[AUSZUG AUS QUELLE]
══════════

Fusionskontrolle: Die Europäische Kommission stellt fest, dass Telefónica gegen Verpflichtungen verstoßen haben könnte, auf deren Grundlage die Übernahme von E-Plus genehmigt worden war
Die damalige Genehmigung war an die Auflage geknüpft, dass Telefónica seine Verpflichtungszusagen vollständig einhält. Durch diese Verpflichtungen sollte gewährleistet werden, dass neue Wettbewerber in den Mobilfunkmarkt in Deutschland eintreten können und dass die Marktstellung bestehender Wettbewerber gestärkt wird



Die Europäische Kommission hat dem Mobilfunkbetreiber Telefónica Deutschland eine Mitteilung der Beschwerdepunkte übermittelt, in der sie ihren vorläufigen Standpunkt darlegt, dass das Unternehmen gegen Verpflichtungen verstoßen haben könnte, die es im Jahr 2014 eingegangen war, um von der Kommission grünes Licht für die Übernahme von E-Plus zu erhalten.

EU-Wettbewerbskommissarin Margrethe Vestager erklärte hierzu: "Verpflichtungen, die Unternehmen im Rahmen der Genehmigung eines Zusammenschlusses eingehen, sind von entscheidender Bedeutung, um zu gewährleisten, dass anschließend ein wirksamer Wettbewerb gewahrt bleibt und die Verbraucher nicht geschädigt werden. Diese Verpflichtungen müssen vollständig eingehalten werden. Da wir mutmaßliche Zuwiderhandlungen dagegen sehr ernst nehmen, haben wir Telefónica diese Mitteilung der Beschwerdepunkte übermittelt."

══════════

[GEGEBENE DATENSÄTZE]
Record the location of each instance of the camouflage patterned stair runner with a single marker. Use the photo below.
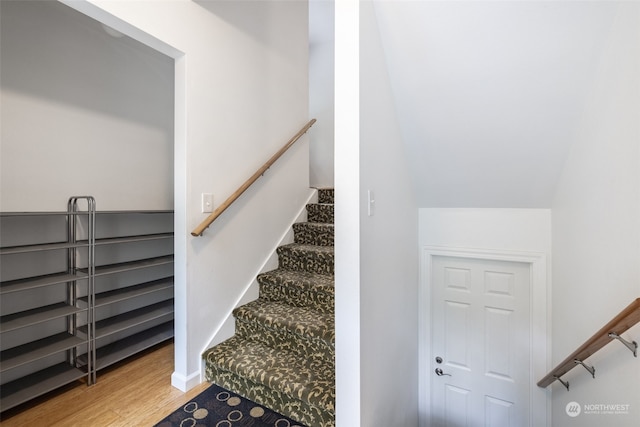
(283, 353)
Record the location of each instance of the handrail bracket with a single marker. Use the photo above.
(631, 345)
(564, 383)
(590, 369)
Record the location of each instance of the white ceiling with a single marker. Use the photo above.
(489, 94)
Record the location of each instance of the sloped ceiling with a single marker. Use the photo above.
(489, 94)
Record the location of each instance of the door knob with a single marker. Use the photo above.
(440, 373)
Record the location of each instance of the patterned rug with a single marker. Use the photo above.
(218, 407)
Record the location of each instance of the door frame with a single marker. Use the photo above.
(539, 294)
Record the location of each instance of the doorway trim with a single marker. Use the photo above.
(181, 378)
(539, 293)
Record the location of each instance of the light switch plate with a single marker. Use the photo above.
(207, 202)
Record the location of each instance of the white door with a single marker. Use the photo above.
(480, 364)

══════════

[ZIEL DER AUFGABE 1] Was sollten die Verpflichtungen von Telefónica laut dem Auszug zur Fusionskontrolle gewährleisten?
[ZIEL DER AUFGABE 2] Führen Sie den Auszug zur Fusionskontrolle nach dem letzten Satz fort.

[ENDGÜLTIGE ANTWORT 1] Sie sollten gewährleisten, dass neue Wettbewerber in den Mobilfunkmarkt in Deutschland eintreten können und dass die Marktstellung bestehender Wettbewerber gestärkt wird.

[ENDGÜLTIGE ANTWORT 2]
Nachdem die Europäische Kommission das Vorhaben von Telefónica Deutschland, einer Tochtergesellschaft des spanischen Unternehmens Telefónica, E-Plus, eine in Deutschland tätige Mobilfunktochter des niederländischen Telekommunikationsbetreibers KPN, zu übernehmen, auf der Grundlage der EU-Fusionskontrollverordnung eingehend untersucht hatte, genehmigte sie die geplante Übernahme am 2. Juli 2014 unter Vorbehalt.

Die Genehmigung war an die Auflage geknüpft, dass Telefónica seine Verpflichtungszusagen vollständig einhält. Durch diese Verpflichtungen sollte gewährleistet werden, dass neue Wettbewerber in den Mobilfunkmarkt in Deutschland eintreten können und dass die Marktstellung bestehender Wettbewerber gestärkt wird.

Die Verpflichtungen bestanden aus drei Hauptbestandteilen, wobei sich Telefónica insbesondere verpflichtete:
1)
vor dem Abschluss des Zusammenschlusses bis zu 30 Prozent der Netzkapazität des neu aufgestellten Unternehmens zu festgesetzten Preisen an einen oder mehrere (bis zu drei) Betreiber virtueller Mobilfunknetze (MVNO) in Deutschland zu verkaufen. Solche virtuellen Betreiber nutzen die Netze anderer Betreiber, um Mobilfunkdienste für Verbraucher zu erbringen;

2) ein Funkfrequenzspektrum und bestimmte weitere Vermögenswerte zu veräußern, und zwar entweder an einen neuen Netzbetreiber oder anschließend an virtuelle Betreiber, welche dafür Netzkapazitäten nutzen, die sie aufgrund der Verpflichtungen erworben haben;

3) die bestehenden Vorleistungsvereinbarungen mit den Vorleistungspartnern von Telefónica und E-Plus auszuweiten und allen interessierten Marktteilnehmern 4G-Vorleistungen zu den "günstigsten Preisen" anzubieten. Darüber hinaus verpflichtete sich Telefónica, es seinen Vorleistungspartnern zu erleichtern, Kundenwechsel zwischen Mobilfunknetzbetreibern abzuwickeln.

Die von der Kommission übermittelte Mitteilung der Beschwerdepunkte bezieht sich auf den dritten Teil des Verpflichtungspakets und zwar insbesondere auf die Verpflichtung von Telefónica, allen interessierten Marktteilnehmern 4G-Vorleistungen zu "den günstigsten Preisen unter Benchmark-Bedingungen" anzubieten.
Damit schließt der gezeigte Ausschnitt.